▶ [Enunciado]
- 1) Transcreva do texto sobre as ciências exatas a passagem que começa nas palavras "As ciências da" e termina depois de "estragos que causam.".
- 2) Prossiga com o texto sobre as ciências exatas a partir do ponto em que ele termina.

▶ [Trecho do documento]
★ ★ ★ ★
AS URNAS O “FENÔMENO” E UMA VOLTA DE 360 GRAUS
Mudam os figurantes mas o "reizado" é o mesmo.
As ciências da natureza, ou as que se denominam exatas, são aquelas que tornam possível o avanço da técnica colocada a serviço da humanidade. Com a utilização dos conhecimentos científicos, a matemática sempre à frente, tornou-se possível prever os eventos, ou cataclismos, tais como devastadores furacões, secas alongadas, enchentes arrasadoras, os extremos do frio, do calor. Só os terremotos continuam, até agora, fora da capacidade humana para “agenda-los” com antecedência, tal como se faz com os furacões, que, antes de surgirem, furiosos, já receberam a grife , o substantivo feminino ou masculino pelo qual passam a ser chamados, e depois relembrados, na razão direta da intensidade dos estragos que causam.
★ ★ ★ ★
▶ [Linhas fornecidas]
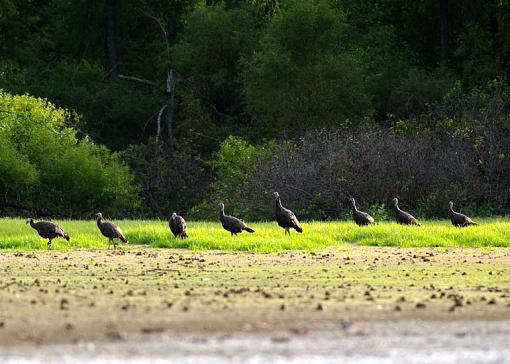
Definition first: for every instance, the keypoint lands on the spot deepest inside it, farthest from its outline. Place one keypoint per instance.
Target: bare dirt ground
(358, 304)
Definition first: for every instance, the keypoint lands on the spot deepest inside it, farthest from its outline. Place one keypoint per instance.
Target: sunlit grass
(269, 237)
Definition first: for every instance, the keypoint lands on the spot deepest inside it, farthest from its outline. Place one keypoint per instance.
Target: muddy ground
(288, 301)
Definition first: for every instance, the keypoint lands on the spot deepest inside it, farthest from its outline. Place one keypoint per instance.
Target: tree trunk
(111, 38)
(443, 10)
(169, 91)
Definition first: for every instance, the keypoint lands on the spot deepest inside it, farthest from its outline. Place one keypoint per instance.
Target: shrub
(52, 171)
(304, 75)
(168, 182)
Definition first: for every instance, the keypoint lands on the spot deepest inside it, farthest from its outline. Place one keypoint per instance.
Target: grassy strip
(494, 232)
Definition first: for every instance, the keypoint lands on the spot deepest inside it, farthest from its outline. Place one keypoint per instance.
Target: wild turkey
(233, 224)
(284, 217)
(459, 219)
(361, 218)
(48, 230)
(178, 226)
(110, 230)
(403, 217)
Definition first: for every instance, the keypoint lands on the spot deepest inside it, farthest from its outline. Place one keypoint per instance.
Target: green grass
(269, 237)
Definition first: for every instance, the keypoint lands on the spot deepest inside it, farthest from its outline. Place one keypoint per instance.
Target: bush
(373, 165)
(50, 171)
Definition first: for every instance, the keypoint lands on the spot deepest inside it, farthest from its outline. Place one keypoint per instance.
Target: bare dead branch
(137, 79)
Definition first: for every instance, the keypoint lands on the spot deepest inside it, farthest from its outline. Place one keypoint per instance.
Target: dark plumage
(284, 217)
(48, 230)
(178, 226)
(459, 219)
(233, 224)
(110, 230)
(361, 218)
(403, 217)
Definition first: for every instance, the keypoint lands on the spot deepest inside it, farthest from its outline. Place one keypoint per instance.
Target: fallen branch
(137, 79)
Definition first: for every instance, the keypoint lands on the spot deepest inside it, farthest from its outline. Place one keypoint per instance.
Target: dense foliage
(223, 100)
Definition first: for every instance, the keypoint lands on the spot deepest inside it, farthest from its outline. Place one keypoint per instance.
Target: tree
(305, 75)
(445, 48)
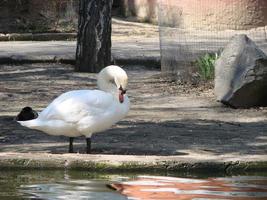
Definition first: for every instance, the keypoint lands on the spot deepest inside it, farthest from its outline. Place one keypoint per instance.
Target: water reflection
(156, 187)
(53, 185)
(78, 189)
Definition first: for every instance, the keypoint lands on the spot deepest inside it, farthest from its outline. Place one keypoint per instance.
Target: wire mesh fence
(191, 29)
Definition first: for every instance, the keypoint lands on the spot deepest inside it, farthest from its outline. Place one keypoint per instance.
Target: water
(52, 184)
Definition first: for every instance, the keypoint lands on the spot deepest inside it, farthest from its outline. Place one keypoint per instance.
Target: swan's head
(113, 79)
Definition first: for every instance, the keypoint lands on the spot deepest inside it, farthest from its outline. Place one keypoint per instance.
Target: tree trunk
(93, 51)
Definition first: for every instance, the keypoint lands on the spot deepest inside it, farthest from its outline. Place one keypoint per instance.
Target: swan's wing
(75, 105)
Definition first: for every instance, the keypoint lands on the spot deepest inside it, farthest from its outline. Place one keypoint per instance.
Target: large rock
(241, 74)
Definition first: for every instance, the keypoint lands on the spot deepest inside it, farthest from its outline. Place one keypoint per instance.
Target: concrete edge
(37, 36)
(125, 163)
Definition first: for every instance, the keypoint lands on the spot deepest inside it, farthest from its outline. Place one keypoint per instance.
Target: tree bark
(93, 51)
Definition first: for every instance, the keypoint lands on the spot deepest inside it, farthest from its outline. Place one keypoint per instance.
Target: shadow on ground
★ ★ ★ ★
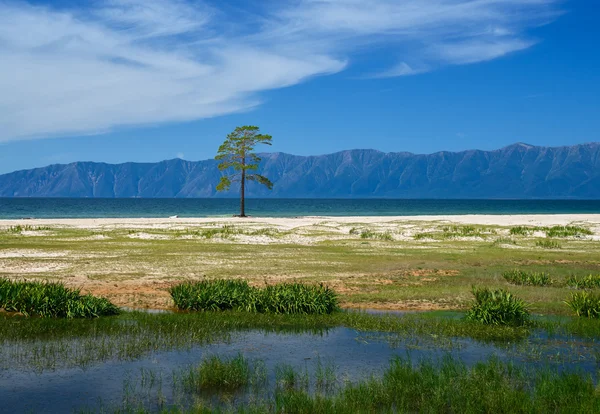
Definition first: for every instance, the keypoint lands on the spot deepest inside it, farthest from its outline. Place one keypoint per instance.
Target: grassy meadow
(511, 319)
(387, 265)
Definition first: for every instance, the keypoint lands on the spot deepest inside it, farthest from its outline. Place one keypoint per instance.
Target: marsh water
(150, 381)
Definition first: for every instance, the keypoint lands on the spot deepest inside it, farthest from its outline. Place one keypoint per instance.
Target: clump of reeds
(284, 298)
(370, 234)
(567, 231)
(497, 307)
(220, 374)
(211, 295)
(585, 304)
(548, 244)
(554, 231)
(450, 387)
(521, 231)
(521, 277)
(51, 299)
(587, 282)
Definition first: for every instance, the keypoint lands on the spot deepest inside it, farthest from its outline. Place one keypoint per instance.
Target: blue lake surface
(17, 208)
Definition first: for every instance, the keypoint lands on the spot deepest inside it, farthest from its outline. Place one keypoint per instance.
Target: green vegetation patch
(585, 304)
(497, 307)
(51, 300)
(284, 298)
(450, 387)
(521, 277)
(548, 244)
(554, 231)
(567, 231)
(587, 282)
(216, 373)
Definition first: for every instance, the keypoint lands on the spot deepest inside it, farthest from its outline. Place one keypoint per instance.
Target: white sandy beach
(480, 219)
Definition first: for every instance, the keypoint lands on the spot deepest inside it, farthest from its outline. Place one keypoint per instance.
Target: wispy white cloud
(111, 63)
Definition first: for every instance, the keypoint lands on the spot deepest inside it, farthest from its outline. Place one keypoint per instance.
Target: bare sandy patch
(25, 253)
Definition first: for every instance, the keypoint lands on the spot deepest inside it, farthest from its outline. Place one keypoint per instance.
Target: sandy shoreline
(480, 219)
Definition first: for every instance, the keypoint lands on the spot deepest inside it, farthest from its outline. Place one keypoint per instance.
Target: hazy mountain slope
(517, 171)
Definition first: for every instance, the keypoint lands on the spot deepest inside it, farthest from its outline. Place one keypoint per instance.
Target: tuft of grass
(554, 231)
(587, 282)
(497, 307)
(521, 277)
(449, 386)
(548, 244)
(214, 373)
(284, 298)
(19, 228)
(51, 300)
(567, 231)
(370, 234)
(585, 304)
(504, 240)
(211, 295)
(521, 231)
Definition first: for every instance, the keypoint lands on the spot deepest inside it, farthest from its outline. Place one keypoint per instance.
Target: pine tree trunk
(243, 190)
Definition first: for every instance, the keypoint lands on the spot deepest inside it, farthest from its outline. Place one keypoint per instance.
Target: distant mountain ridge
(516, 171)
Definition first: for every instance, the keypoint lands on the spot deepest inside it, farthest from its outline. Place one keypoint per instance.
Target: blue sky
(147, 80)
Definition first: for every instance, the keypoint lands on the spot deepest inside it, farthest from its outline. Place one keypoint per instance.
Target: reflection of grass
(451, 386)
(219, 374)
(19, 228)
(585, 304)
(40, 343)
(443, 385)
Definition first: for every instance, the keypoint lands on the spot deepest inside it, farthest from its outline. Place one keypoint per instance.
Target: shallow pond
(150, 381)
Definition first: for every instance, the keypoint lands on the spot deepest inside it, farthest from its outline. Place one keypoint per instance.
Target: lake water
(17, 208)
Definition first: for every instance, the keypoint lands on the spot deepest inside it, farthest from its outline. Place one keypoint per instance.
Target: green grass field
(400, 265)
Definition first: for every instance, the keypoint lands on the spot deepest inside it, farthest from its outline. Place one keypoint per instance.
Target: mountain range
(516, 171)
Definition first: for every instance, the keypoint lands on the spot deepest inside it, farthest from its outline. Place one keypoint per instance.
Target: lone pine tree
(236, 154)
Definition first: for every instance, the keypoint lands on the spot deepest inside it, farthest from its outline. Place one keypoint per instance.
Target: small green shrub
★ ★ ★ ★
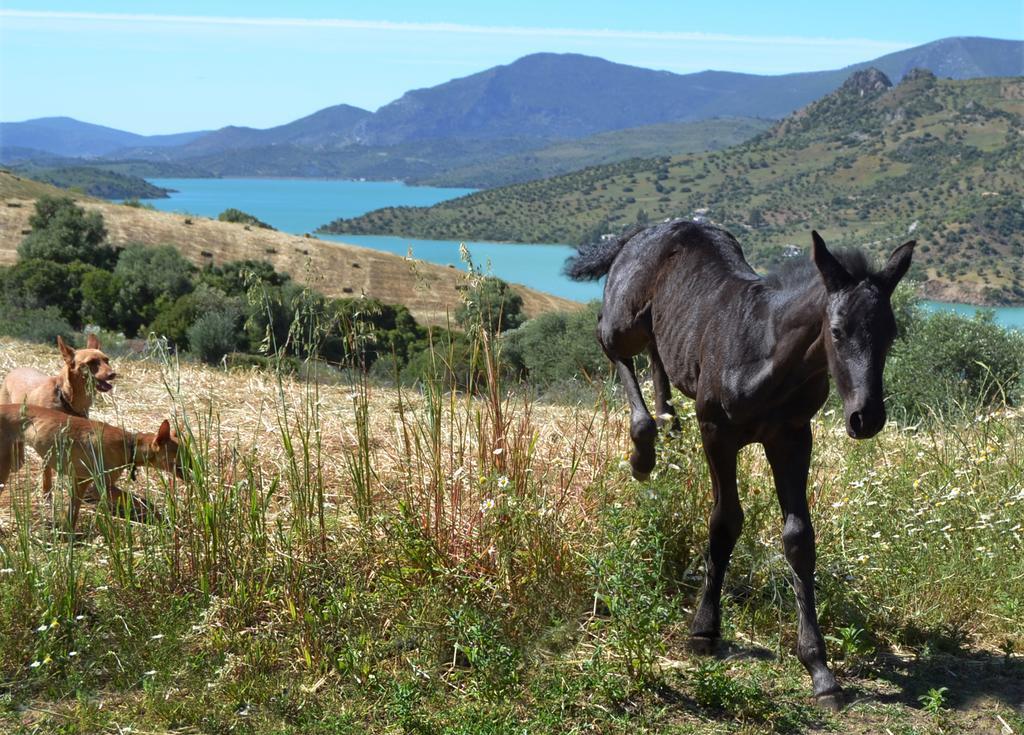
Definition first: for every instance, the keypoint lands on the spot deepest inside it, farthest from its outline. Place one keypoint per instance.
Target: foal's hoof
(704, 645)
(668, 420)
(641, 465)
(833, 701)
★ ★ ★ ★
▶ [Respostas do exercício]
- 1)
As ciências da natureza, ou as que se denominam exatas, são aquelas que tornam possível o avanço da técnica colocada a serviço da humanidade. Com a utilização dos conhecimentos científicos, a matemática sempre à frente, tornou-se possível prever os eventos, ou cataclismos, tais como devastadores furacões, secas alongadas, enchentes arrasadoras, os extremos do frio, do calor. Só os terremotos continuam, até agora, fora da capacidade humana para “agenda-los” com antecedência, tal como se faz com os furacões, que, antes de surgirem, furiosos, já receberam a grife , o substantivo feminino ou masculino pelo qual passam a ser chamados, e depois relembrados, na razão direta da intensidade dos estragos que causam.

- 2)
Já as ciências humanas, assim chamadas, por tratarem das sociedades, das suas reações, angústias, esperanças ou odiosidades; alegrias ou tristezas, simpatias, ou aversões, registradas no dia a dia de cada ser humano, transformadas no sentir coletivo, ou naquilo que, na década dos trinta, Ortega e Gasset definiu como a “rebelião das massas “. Os reflexos de tudo isso, que, por sua vez, o jesuíta teólogo e cientista Teillhard de Chardin conceituou como Fenômeno Humano, ocorrendo nas cidades e aldeias, no campo ou no chão das fábricas, nas salas de aula, e celas das prisões, ou seja, naquele universo complexo que o homo sapiens, por ser inteligente criou, para nele viver, em paz ou em guerra.
Para abarcarem esse universo de pessoas e coisas, as chamadas ciências humanas necessitam de uma variedade complexa de conhecimentos específicos. E surgiram os ramos, entre outros, das ciências políticas, e, por via de consequência, os “cientistas políticos”. Eles, tanto podem ser simples palpiteiros, ou cuidadosos analistas munidos de farto conhecimento.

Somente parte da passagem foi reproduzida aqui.